─── Record set

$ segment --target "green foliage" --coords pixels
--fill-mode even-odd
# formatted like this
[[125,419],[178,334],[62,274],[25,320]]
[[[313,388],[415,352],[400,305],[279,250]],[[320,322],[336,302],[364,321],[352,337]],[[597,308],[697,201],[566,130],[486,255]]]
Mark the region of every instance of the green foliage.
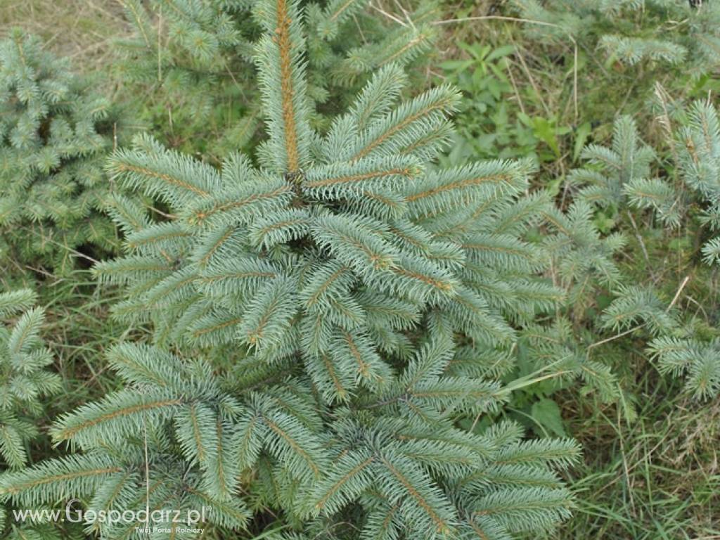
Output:
[[58,375],[44,369],[53,356],[40,338],[45,313],[35,300],[27,289],[0,294],[0,318],[21,314],[0,327],[0,456],[15,469],[27,463],[25,444],[37,434],[42,397],[60,389]]
[[[78,250],[117,244],[99,210],[112,191],[102,163],[113,140],[107,101],[39,41],[14,31],[0,43],[0,254],[67,274]],[[94,246],[91,248],[89,245]]]
[[148,323],[156,347],[111,349],[124,387],[51,429],[82,453],[5,474],[0,493],[73,492],[98,509],[203,500],[220,530],[254,534],[270,516],[347,539],[552,528],[573,506],[554,471],[578,448],[492,421],[512,391],[498,358],[562,297],[525,239],[548,207],[524,193],[527,163],[436,167],[458,95],[398,103],[392,63],[321,135],[298,3],[253,13],[259,166],[233,153],[218,171],[147,136],[113,153],[113,180],[168,212],[116,198],[127,255],[95,270],[126,286],[115,316]]
[[[715,231],[720,228],[720,122],[708,102],[696,102],[687,117],[676,135],[678,166],[683,181],[701,202],[700,222]],[[708,264],[720,263],[720,238],[703,246],[703,258]]]
[[[366,0],[308,3],[305,21],[307,121],[323,129],[357,82],[388,63],[403,66],[425,53],[434,36],[435,8],[422,4],[407,22],[369,16]],[[125,52],[116,76],[141,93],[140,116],[163,142],[217,163],[231,152],[251,150],[261,137],[261,113],[253,69],[253,44],[274,32],[253,2],[225,0],[125,0],[135,32],[119,44]],[[359,28],[359,31],[358,29]],[[297,59],[296,59],[297,60]],[[133,96],[135,97],[135,96]],[[317,109],[317,111],[315,111]]]
[[[521,15],[539,24],[528,32],[562,41],[572,36],[604,50],[608,64],[682,67],[696,76],[720,63],[720,8],[676,0],[513,0]],[[678,22],[682,21],[682,23]],[[594,47],[593,47],[594,48]]]

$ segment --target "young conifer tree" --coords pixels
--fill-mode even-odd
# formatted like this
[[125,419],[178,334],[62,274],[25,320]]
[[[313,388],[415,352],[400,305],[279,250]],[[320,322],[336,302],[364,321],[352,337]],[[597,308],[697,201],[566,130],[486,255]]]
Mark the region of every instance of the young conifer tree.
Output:
[[[249,146],[261,114],[252,44],[261,28],[251,2],[212,0],[124,0],[134,32],[119,41],[124,83],[145,97],[143,115],[161,126],[162,138],[186,152],[219,163]],[[310,118],[325,126],[342,110],[368,73],[387,63],[405,65],[426,52],[434,32],[428,19],[436,6],[423,2],[400,23],[372,16],[367,0],[310,2],[305,6],[307,96]],[[324,114],[325,109],[328,114]]]
[[[57,393],[60,381],[46,368],[53,356],[40,337],[44,311],[33,307],[27,289],[0,293],[0,469],[19,470],[28,463],[28,443],[38,434],[42,400]],[[43,524],[15,524],[0,507],[3,538],[59,540]]]
[[[531,35],[567,42],[567,36],[634,66],[680,66],[699,76],[720,65],[720,6],[684,0],[513,0]],[[682,24],[678,24],[683,21]]]
[[398,103],[392,64],[316,132],[299,2],[261,0],[254,16],[259,166],[234,154],[219,171],[147,137],[114,153],[113,178],[169,211],[150,220],[119,198],[129,253],[96,271],[127,285],[115,316],[150,323],[156,346],[112,348],[125,387],[52,429],[82,452],[3,475],[0,494],[207,505],[220,537],[269,523],[288,540],[551,528],[573,505],[555,470],[577,446],[523,440],[493,415],[515,328],[562,296],[523,240],[541,217],[528,167],[435,166],[457,94]]
[[[119,243],[98,210],[112,191],[109,104],[15,30],[0,42],[0,261],[66,274],[80,246]],[[17,273],[17,272],[16,272]]]

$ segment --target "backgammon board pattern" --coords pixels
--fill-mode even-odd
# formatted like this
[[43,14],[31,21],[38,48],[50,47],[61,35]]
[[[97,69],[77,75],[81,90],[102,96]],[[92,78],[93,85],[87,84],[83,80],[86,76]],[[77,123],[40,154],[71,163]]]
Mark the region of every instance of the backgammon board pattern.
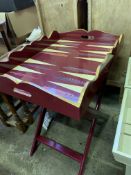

──────

### [Written instruction]
Count how many lines of the data above contain the string "pixels", matching case exactly. Give only the number.

### [Finished exercise]
3